**THE PROBLEM**
Pull out each line in the records below that contains the word "wooden" and copy it in full.

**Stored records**
☆ ☆ ☆

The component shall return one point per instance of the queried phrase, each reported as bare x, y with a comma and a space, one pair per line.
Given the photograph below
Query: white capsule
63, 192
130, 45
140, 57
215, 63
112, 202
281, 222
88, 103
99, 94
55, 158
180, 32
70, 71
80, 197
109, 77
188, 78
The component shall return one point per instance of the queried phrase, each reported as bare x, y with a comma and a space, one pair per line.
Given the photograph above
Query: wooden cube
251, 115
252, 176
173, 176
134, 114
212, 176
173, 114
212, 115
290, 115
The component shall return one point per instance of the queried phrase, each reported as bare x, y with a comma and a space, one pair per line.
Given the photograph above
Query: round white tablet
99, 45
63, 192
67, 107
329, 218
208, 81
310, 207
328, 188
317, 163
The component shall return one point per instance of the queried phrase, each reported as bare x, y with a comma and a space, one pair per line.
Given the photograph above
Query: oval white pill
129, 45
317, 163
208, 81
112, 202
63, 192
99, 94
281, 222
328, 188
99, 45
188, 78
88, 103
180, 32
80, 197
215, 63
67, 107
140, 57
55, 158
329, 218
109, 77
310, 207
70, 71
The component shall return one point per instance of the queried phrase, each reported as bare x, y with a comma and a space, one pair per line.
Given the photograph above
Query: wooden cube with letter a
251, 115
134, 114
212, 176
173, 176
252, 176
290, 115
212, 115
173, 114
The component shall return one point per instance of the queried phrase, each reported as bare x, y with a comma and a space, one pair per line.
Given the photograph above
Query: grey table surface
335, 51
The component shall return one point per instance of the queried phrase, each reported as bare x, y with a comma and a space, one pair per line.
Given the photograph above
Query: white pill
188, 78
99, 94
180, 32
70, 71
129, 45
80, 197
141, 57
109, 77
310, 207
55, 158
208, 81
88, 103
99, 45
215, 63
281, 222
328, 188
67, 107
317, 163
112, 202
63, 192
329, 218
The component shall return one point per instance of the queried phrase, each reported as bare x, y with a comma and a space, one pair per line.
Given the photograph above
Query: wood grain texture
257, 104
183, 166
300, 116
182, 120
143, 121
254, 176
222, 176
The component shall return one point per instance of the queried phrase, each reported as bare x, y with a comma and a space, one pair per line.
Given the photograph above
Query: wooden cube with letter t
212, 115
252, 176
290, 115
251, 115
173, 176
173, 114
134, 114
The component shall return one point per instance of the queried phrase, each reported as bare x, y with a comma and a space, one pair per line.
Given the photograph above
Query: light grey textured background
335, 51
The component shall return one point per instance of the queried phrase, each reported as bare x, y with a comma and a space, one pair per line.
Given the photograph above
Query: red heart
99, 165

☆ ☆ ☆

**RESULT**
Query: wooden cube
Query: wooden cube with letter a
Query: wooden cube with letter t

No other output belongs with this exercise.